SOAL LATIHAN -
Tuliskan ulang persis bagian artikel tentang tanaman porang di bawah ini, mulai dari "Di lokasi yang" dan terus sampai "tambah Andi Ardin.".

KUTIPAN TEKS -
···
Sulawesi Selatan termasuk salah satu daerah yang gencar dalam mengembangkan tanaman Porang. Usai mengunjungi pabrik pengolahan talas satoimo PT Tridanawa Perkasa Indonesia (TPI) Makassar, Ketua Tim Penggerak PKK Sulawesi Selatan, Lies F Nurdin, langsung meninjau pusat pengembangan tanaman porang di Baddoka. Istri orang nomor satu di Sulawesi Selatan ini mengaku tanaman porang akhir akhir ini cukup populer karena memiliki nilai ekonomi yang tinggi. 

“Tanaman porang sangat bermanfaat, namun sebagian masyarakat belum familiar dengan jenis tanaman ini. Porang ini banyak diminati Cina dan Jepang. Makanan yang low karbohidrat, sehingga sangat bagus untuk penderita diabetes,” kata Lies, Selasa (30/6/2020).

Di lokasi yang sama, Kepala Dinas Kepala Dinas Tanaman Pangan, Hortikultura, dan Perkebunan Sulsel, Andi Ardin Tjatjo menjelaskan talas satoimo dan porang akan dikembangkan menjadi komoditi ekspor. Selain itu, juga bisa menjadi sumber ketahanan pangan keluarga. Namun, masih perlu dikembangkan secara lebih luas. Khusus porang, sentranya ada di sepuluh kabupaten. Seperti Bone, Soppeng, Wajo, Pinrang, dan hampir semua daerah di Luwu.

“Untuk talas satoimo produksinya belum besar. Baru sekitar 20 hingga 30 hektare per kabupatennya. Sedangkan porang sudah berkembang baik, karena hampir semua kabupaten sudah menanam,” jelasnya.

“Harga porang cukup kompetitif. Saat ini sekitar Rp 9 ribu per kilogram. Jika populasinya dalam satu hektare, 40 ribu, dan satu tanaman menghasilkan 2 kilogram, maka hasilnya Rp 720 juta diperoleh dalam delapan bulan,” tambah Andi Ardin.

Direktur PT Satoimo, Arifuddin, selaku pihak yang mengembangkan tanaman porang menilai tanaman ini akan menjadi komoditi primadona. Alasannya, pemeliharaan porang tidak serumit komoditi lain dan harganya cukup bagus. Walaupun masa panennya cukup lama, bisa setahun hingga dua tahun. Pasarnya saat ini, khusus di Makassar sudah ada empat hingga lima pabrik yang siap membeli porang sehingga tidak perlu ada kekhawatiran mengenai masalah pasar.

“Kita berharap pemerintah bisa membuat produk yang bisa dikonsumsi oleh masyarakat kita sendiri. Jangan hanya di ekspor ke Cina, Korea, dan Jepang. Porang memiliki serat yang sangat tinggi, dan karbohidratnya rendah. Beras porang itu namanya siratake, harganya seratus ribu rupiah per kilo,” bebernya.

Terpisah, Direktur Aneka Kacang dan Umbi Dirjen Tanaman Pangan Kementerian Pertanian (Kementan), Amiruddin Pohan  mengatakan tanaman porang sebenarnya bukan jenis tanaman pangan yang baru di Indonesia. Menurutnya, tanaman porang sebenarnya sudah bertahun-tahun di tanam masyarakat tapi baru kali ini pemerintah hadir  untuk meningkatkan produksi karena pasar sudah jelas.
···
DATA YANG DIBERIKAN -
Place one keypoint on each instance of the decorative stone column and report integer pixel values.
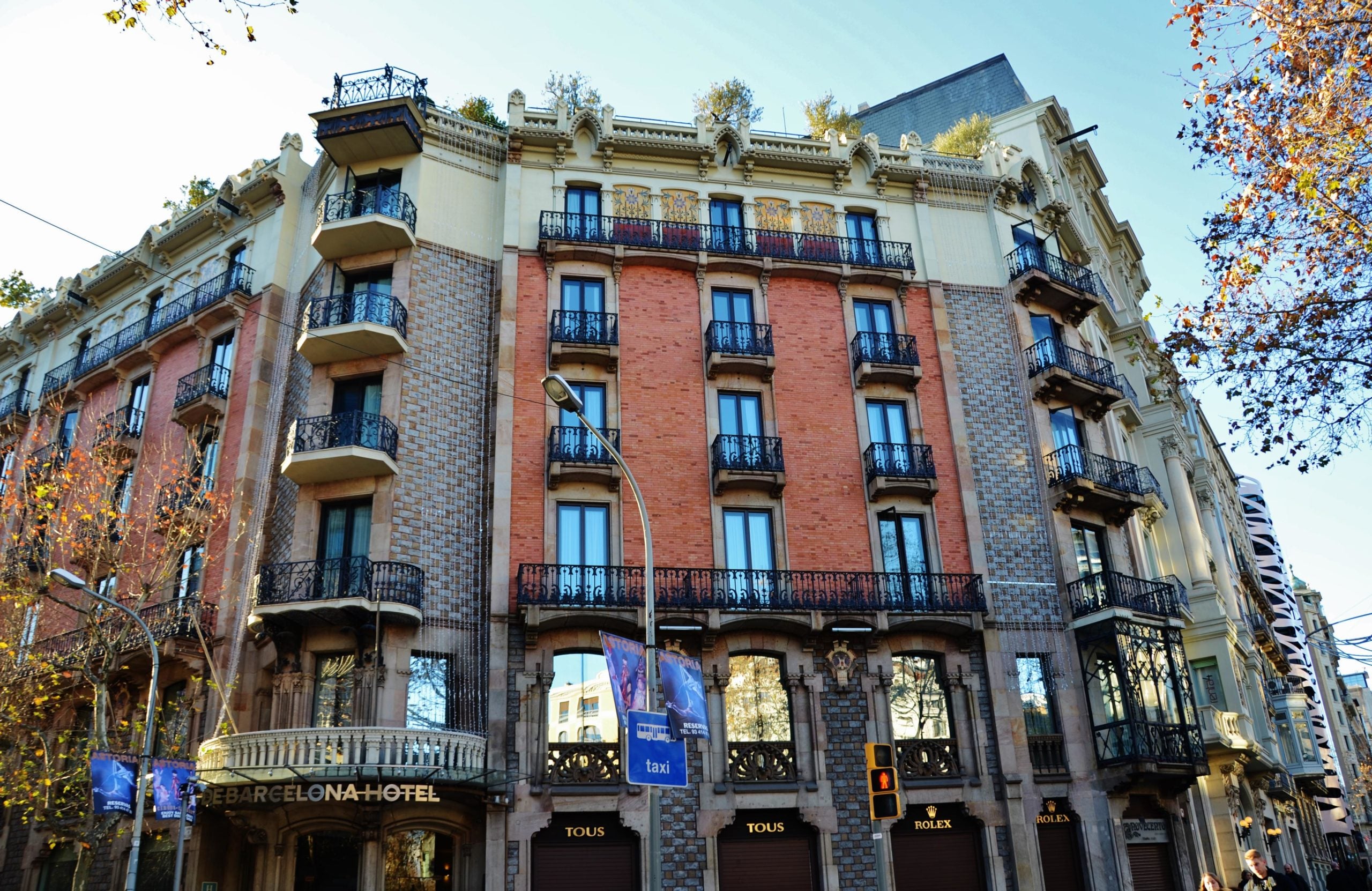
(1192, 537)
···
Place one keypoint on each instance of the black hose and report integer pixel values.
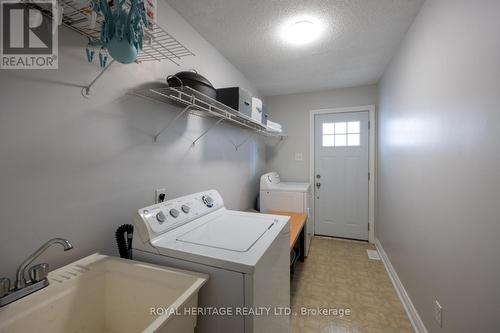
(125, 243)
···
JAWABAN LATIHAN -
Di lokasi yang sama, Kepala Dinas Kepala Dinas Tanaman Pangan, Hortikultura, dan Perkebunan Sulsel, Andi Ardin Tjatjo menjelaskan talas satoimo dan porang akan dikembangkan menjadi komoditi ekspor. Selain itu, juga bisa menjadi sumber ketahanan pangan keluarga. Namun, masih perlu dikembangkan secara lebih luas. Khusus porang, sentranya ada di sepuluh kabupaten. Seperti Bone, Soppeng, Wajo, Pinrang, dan hampir semua daerah di Luwu.

“Untuk talas satoimo produksinya belum besar. Baru sekitar 20 hingga 30 hektare per kabupatennya. Sedangkan porang sudah berkembang baik, karena hampir semua kabupaten sudah menanam,” jelasnya.

“Harga porang cukup kompetitif. Saat ini sekitar Rp 9 ribu per kilogram. Jika populasinya dalam satu hektare, 40 ribu, dan satu tanaman menghasilkan 2 kilogram, maka hasilnya Rp 720 juta diperoleh dalam delapan bulan,” tambah Andi Ardin.